Please write out every one of the entries below word for word, keeping each line unchanged.

Raw records:
********
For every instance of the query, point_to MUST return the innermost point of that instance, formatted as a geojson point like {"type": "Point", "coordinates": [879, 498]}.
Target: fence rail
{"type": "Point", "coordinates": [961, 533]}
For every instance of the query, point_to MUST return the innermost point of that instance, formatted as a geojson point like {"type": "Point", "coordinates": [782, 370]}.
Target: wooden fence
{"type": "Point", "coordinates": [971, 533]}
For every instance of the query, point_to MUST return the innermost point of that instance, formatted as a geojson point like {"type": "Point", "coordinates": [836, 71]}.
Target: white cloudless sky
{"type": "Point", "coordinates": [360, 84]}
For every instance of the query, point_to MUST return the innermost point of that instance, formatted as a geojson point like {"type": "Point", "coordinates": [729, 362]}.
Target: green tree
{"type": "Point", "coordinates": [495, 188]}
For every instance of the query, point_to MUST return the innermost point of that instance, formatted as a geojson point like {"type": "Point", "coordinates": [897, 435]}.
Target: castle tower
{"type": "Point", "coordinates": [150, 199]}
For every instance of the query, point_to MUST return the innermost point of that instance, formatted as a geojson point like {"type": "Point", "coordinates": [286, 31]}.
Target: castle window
********
* _COMPLETED EXERCISE_
For every instance of the query, point_to MUST return the innermost point of that instance, formatted as a geojson point like {"type": "Point", "coordinates": [879, 498]}.
Target: fence rail
{"type": "Point", "coordinates": [961, 533]}
For every instance of the query, point_to MUST return the innermost point of that instance, formatted as a geojson point like {"type": "Point", "coordinates": [782, 370]}.
Target: wooden fence
{"type": "Point", "coordinates": [971, 533]}
For every instance of the query, point_to MUST return the innermost point of that instance, formatted as a geojson point like {"type": "Point", "coordinates": [836, 71]}.
Target: white cloudless sky
{"type": "Point", "coordinates": [360, 84]}
For every instance of the query, point_to MUST return the innermost point of that instance, formatted as a geojson point like {"type": "Point", "coordinates": [729, 362]}.
Target: green tree
{"type": "Point", "coordinates": [495, 188]}
For every instance of the query, point_to MUST return the innermost point of that instance, formatted as a geojson point like {"type": "Point", "coordinates": [897, 435]}.
Target: castle tower
{"type": "Point", "coordinates": [150, 199]}
For every instance of the query, point_to MUST return the innermost point of that instance, formatted as a geojson point like {"type": "Point", "coordinates": [286, 31]}.
Target: castle window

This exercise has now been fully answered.